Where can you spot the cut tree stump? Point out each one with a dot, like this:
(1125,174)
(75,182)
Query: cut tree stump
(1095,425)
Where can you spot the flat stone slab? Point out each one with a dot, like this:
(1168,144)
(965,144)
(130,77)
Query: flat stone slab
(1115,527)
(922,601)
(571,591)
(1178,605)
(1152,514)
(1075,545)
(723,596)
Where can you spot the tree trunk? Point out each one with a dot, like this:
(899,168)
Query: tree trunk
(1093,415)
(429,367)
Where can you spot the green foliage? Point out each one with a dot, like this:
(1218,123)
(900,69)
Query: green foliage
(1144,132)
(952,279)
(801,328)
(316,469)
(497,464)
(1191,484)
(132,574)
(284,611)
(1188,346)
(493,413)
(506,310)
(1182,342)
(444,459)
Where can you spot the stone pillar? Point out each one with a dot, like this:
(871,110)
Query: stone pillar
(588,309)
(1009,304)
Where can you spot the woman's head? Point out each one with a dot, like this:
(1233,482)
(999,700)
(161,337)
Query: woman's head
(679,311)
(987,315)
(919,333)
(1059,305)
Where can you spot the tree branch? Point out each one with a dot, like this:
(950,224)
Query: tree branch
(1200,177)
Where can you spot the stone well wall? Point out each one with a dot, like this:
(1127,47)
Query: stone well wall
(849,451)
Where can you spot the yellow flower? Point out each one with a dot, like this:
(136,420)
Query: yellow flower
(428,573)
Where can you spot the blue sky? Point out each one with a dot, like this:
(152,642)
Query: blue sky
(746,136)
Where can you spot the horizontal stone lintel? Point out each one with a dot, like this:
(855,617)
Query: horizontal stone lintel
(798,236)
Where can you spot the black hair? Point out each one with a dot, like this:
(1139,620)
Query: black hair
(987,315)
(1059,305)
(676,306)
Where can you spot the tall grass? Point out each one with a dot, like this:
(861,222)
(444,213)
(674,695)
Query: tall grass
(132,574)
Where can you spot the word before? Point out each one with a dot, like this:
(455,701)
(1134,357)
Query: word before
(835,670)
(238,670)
------------------------------------------------
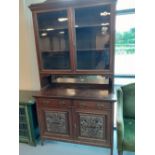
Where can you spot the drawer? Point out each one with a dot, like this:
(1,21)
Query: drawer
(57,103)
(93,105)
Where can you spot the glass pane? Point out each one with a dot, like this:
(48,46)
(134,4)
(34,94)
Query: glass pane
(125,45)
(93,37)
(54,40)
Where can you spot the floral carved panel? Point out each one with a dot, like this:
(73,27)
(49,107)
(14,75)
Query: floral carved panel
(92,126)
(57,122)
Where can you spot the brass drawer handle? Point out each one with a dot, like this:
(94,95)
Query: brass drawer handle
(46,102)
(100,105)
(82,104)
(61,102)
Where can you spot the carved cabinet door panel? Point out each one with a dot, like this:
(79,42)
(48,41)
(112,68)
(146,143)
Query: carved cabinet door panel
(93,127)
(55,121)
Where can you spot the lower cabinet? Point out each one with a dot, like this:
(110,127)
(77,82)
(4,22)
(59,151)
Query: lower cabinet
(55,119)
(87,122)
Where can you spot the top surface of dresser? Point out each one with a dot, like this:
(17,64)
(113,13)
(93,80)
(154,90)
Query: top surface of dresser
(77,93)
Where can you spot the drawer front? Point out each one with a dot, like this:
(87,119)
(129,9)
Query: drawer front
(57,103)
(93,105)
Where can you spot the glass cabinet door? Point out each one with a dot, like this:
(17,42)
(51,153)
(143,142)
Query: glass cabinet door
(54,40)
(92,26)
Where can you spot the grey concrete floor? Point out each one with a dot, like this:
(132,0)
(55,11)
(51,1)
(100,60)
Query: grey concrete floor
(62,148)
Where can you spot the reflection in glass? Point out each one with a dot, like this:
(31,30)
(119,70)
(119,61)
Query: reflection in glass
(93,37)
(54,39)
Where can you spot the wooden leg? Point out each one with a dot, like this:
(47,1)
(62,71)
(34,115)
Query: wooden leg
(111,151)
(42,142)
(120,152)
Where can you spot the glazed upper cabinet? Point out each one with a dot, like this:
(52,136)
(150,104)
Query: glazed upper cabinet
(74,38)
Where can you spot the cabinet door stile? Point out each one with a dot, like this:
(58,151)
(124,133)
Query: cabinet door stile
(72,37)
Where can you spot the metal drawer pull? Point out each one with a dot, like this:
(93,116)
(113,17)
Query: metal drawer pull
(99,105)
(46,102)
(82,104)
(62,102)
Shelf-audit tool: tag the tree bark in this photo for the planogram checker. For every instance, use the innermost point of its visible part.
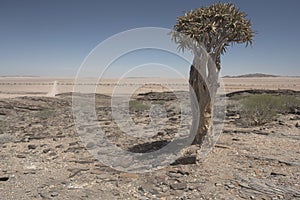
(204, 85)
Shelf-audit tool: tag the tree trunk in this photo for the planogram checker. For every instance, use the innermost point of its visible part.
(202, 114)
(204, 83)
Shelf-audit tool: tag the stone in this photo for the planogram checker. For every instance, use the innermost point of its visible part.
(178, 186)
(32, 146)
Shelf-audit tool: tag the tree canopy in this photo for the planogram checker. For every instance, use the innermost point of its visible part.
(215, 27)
------------------------------------------------
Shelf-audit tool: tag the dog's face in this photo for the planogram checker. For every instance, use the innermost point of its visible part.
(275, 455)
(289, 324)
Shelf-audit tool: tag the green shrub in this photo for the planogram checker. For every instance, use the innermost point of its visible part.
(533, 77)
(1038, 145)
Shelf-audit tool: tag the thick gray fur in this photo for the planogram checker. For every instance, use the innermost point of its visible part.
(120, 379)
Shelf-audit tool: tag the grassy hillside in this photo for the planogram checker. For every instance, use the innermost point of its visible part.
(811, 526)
------------------------------------------------
**Prompt:** Write out the listing verbatim from the line with "Shelf-audit tool: tag the dog's" up to and including the line with "(1038, 145)".

**Response to the exercise:**
Shelf-audit tool: tag the dog's face in this photo for the planogram checker. For every instance, use the innermost point of its visible part.
(275, 455)
(289, 324)
Shelf-audit tool: tag the green shrub in this photo for the planogram checker. For every instance, use the innermost point of its visible part.
(533, 77)
(1038, 145)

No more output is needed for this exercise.